(Position annotation records)
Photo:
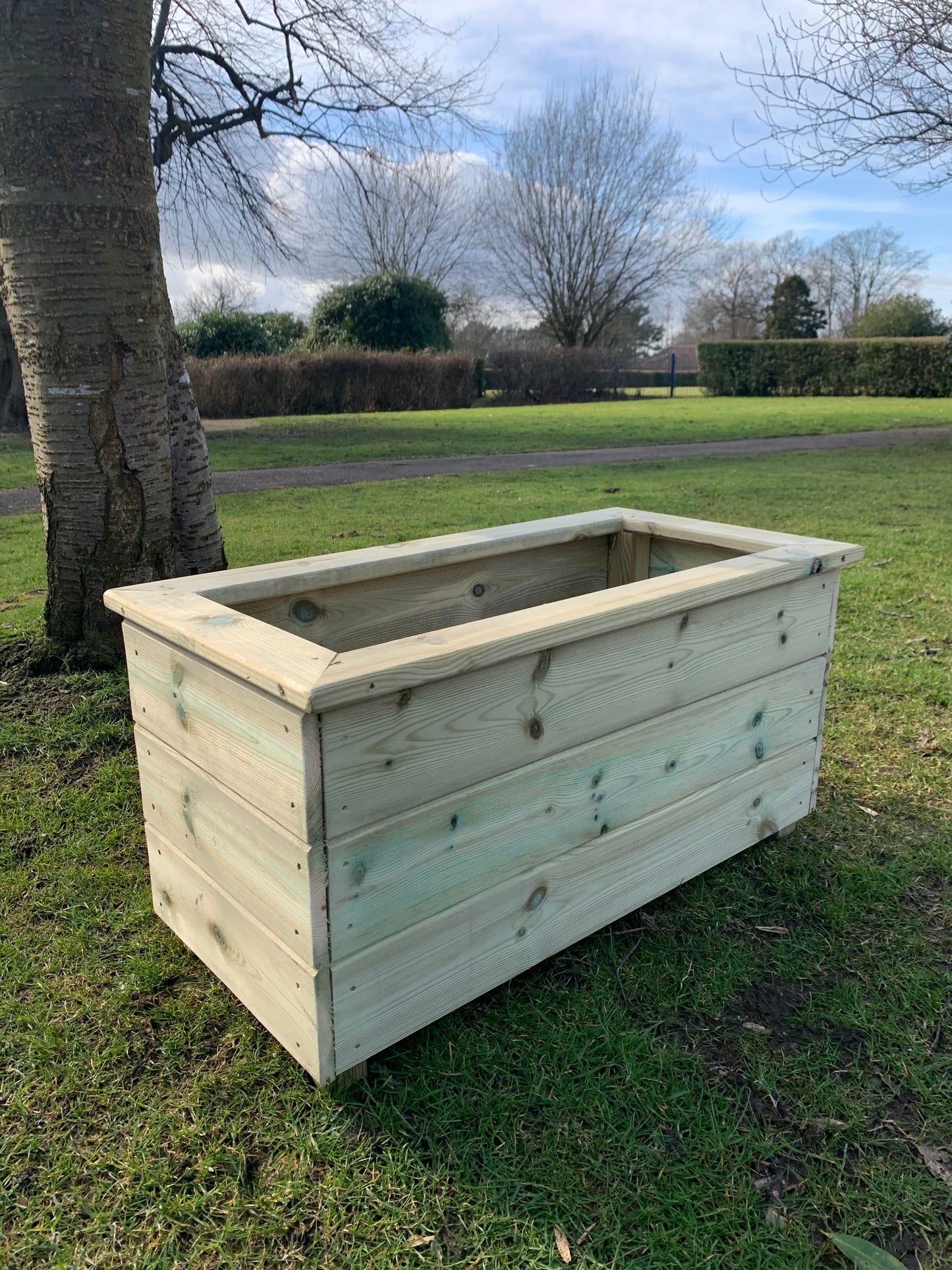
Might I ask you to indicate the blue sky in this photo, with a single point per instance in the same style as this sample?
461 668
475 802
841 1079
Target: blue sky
678 47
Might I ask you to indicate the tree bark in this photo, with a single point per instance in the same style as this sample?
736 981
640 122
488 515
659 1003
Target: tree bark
121 457
13 404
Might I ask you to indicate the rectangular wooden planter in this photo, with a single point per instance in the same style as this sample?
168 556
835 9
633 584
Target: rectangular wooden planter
380 782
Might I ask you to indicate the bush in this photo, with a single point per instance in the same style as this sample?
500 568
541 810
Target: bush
901 316
335 382
383 312
557 374
219 333
827 367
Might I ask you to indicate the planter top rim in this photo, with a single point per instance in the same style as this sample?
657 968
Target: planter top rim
194 612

▶ **Set exercise**: Rewrite all of the records with every "Target" changed to "Object" and nothing else altered. Leave the pictures out of your answer.

▶ **Solution**:
Photo:
Might I ask you to indicate the blue sky in this photo, with a single point per instance in the same style as this sample?
461 668
475 802
841 1079
Object: blue sky
678 47
Might I ask you to indicate the tree bark in this photo, with a single point per instance in the same style as this sample?
736 981
640 122
488 515
659 1003
Object: tree bark
121 457
13 404
Might I ask you to indicate the rectangular wooden planter in this photo, with a single point per instance in the same style as this sample?
168 556
835 9
633 584
Object: rectangular wooden planter
380 782
Might I ask you to indicate the bush in this photo, with a single point per instance in the same style as this sample?
500 568
541 810
Object: bush
901 316
335 382
383 312
557 374
219 333
827 367
Might I ask you to indicate the planter top rim in this photo, with a single point per instance in the same style as this sample?
657 968
Object: planter top rim
194 612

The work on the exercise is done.